> [PROBLEM TO WORK ON]: Copy every line of the entries below with each character unchanged.

> [TASK MATERIAL]:
++++++

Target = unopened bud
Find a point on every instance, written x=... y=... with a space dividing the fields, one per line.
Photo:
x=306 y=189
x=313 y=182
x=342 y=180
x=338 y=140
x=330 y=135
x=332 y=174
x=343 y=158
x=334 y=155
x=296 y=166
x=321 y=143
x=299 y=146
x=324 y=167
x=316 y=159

++++++

> [RESULT]:
Target = unopened bud
Find a point on every instance, written x=... y=... with a space dividing the fields, one per line.
Photo:
x=306 y=189
x=313 y=182
x=342 y=180
x=338 y=140
x=330 y=135
x=332 y=174
x=343 y=158
x=334 y=155
x=296 y=166
x=321 y=143
x=299 y=146
x=324 y=167
x=316 y=159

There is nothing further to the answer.